▶ _REQUEST_:
Rewrite the rows from the line with "task | put one marker on every instance of the arched" to the line with "x=858 y=296", changing each "marker" to "pin" and leaving everything else as it is.
────────
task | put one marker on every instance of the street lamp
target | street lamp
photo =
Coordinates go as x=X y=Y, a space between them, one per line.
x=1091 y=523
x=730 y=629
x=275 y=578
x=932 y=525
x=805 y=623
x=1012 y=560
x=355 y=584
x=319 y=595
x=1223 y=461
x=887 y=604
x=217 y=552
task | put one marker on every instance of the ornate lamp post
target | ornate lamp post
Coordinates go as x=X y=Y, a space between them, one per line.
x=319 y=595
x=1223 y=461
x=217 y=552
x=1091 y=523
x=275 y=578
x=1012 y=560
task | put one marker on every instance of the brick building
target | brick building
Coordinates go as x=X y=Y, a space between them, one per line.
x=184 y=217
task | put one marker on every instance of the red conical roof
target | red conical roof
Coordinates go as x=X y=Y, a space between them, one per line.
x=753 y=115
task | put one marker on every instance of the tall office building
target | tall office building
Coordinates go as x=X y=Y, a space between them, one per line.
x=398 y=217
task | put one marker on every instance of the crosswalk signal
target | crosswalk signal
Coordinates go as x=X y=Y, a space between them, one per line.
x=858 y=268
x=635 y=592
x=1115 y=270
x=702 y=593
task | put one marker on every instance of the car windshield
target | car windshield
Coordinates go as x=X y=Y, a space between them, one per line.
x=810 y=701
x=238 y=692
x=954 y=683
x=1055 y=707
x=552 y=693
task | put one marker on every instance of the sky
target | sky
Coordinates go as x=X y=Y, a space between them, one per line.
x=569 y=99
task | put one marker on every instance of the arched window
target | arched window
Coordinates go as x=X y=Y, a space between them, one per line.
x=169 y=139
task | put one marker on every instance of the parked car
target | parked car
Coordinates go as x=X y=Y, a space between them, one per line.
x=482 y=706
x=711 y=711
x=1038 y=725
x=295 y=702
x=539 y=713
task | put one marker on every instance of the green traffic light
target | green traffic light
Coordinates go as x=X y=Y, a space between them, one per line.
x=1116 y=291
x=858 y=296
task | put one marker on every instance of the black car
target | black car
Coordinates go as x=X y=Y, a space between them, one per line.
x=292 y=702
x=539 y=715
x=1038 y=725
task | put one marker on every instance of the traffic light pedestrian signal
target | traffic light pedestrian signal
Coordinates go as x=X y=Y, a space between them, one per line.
────────
▶ _EXERCISE SOLUTION_:
task | put one pin on every instance of the arched window
target | arched window
Coordinates go as x=X y=Y, a space between them, one per line.
x=169 y=139
task | put one pin on every instance of the parked car
target | parked car
Coordinates go as x=X y=Y, a space between them, one per line.
x=482 y=706
x=711 y=711
x=1038 y=725
x=295 y=702
x=539 y=713
task | put one pin on every instance of the green traffic light
target | green traffic light
Coordinates go as x=X y=Y, a space between them, one per line.
x=1116 y=291
x=858 y=296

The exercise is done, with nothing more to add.